Brano fornito:
»»

Prendendo spunto dal proprio retaggio autobiografico, lo sceneggiatore e regista francese Philippe Le Guay crea una deliziosa e delicata commedia, un po’ malinconica, nella Parigi degli anni ’60 all’interno dell’ambiente borghese. Tutto ha inizio quando la vecchia governante francese viene licenziata da Jean–Luis, un rigoroso agente di cambio, per volere dell’algida e compassata moglie Suzanne. Al suo posto viene assunta la giovane Maria di origini spagnole che vive nel loro stesso condominio al sesto piano in soffitta, nelle cui stanze, simili a celle, vivono tutte le cameriere che lavorano per le famiglie della zona.
Questa giovane spagnola sconvolge in breve tempo la vita di tutta la famiglia, conquistando Suzanne per la sua pulizia e correttezza e facendo involontariamente innamorare di sé Jean-Luis, che resta letteralmente folgorato da Maria e affascinato dalla vivacità di queste donne spagnole. Approfondendo la conoscenza con le signore immigrate dalla Spagna franchista per guadagnare il necessario da mandare in patria per la sussistenza della famiglia, questo rigido banchiere assapora per la prima volta le gioie della vita, scoprendo un universo variegato ed esuberante, ben lontano da quello rigido e austero in cui è stato educato e cresciuto.

««

Materiale di partenza:
»»

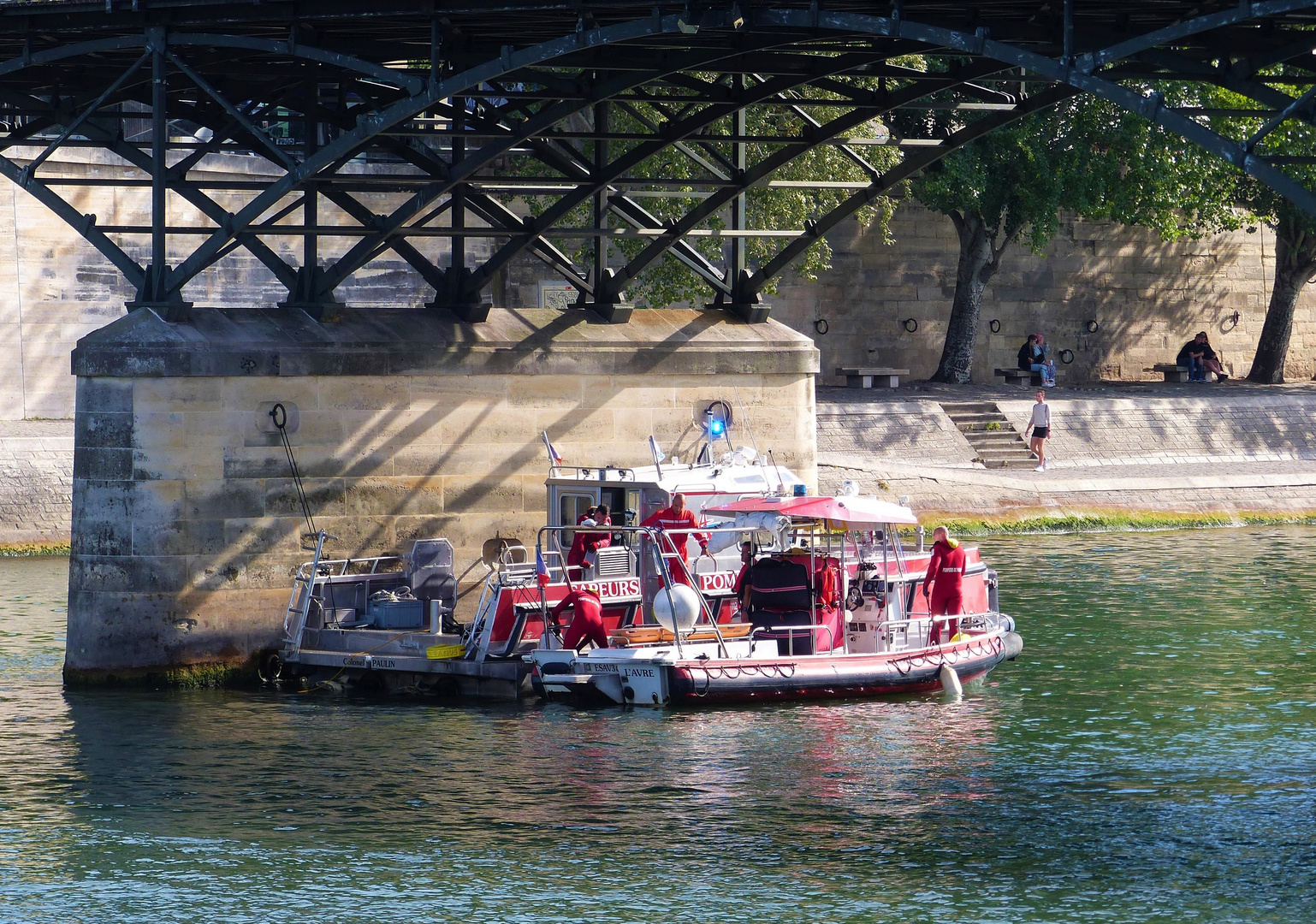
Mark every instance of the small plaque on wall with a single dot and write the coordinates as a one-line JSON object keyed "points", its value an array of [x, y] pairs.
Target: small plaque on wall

««

Lavoro da svolgere:
**A)** Secondo il brano sulla commedia di Philippe Le Guay, dove vive Maria?
**B)** Scrivi il seguito del brano sulla commedia di Philippe Le Guay, riprendendo dopo la sua ultima frase.
Le righe sono materiale separato e non fanno parte del brano.

Risposte finali:
**A)** Nello stesso condominio della famiglia, al sesto piano, in soffitta.

**B)**
E’ una gradevole commedia dallo sviluppo abbastanza prevedibile, capace di far ridere e pensare, perché nonostante l’ambientazione, tratta un tema come quello dell’immigrazione, decisamente attuale. La ricostruzione scenica della classe borghese degli anni ’60 è perfetta, offrendo un ritratto del perbenismo snob caratteristico dell’epoca e, al tempo stesso, della difficile vita che queste donne lavoratrici, immigrate, erano costrette ad affrontare giorno dopo giorno, maltrattate dalla portinaia, vivendo in veri e propri sgabuzzini, condividendo un bagno perennemente intasato e senza acqua calda. E’ un’opera vivace e romantica dai colori sgargianti giocata sul contrasto, non violento, fra due culture diverse che, utilizzando con brio i toni della "farsa", riesce a superare anche i momenti un po’ vuoti e piatti che di tanto in tanto fanno capolino. Un film totalmente al femminile, dovuto, come ha spiegato lo stesso regista, al fatto che all’epoca era: "...un’emigrazione caratterizzata in senso femminile, stranamente. C’erano anche tanti uomini, certo, ma io ho scelto le donne. Oggi il cinema, anche in Francia, è prevalentemente maschile: e parlando di uomini si deve parlare spesso di guerra, di prigioni, di monasteri, il produttore di questo film è lo stesso di "Uomini di Dio". Io preferisco le donne. Inoltre c’è anche il fatto che io stesso ricordo che da bambino avevamo una domestica spagnola di nome Lourdes. Ero piccolo, ma ho molti ricordi di lei, e mia mamma dice che all’epoca parlavo più spagnolo che francese".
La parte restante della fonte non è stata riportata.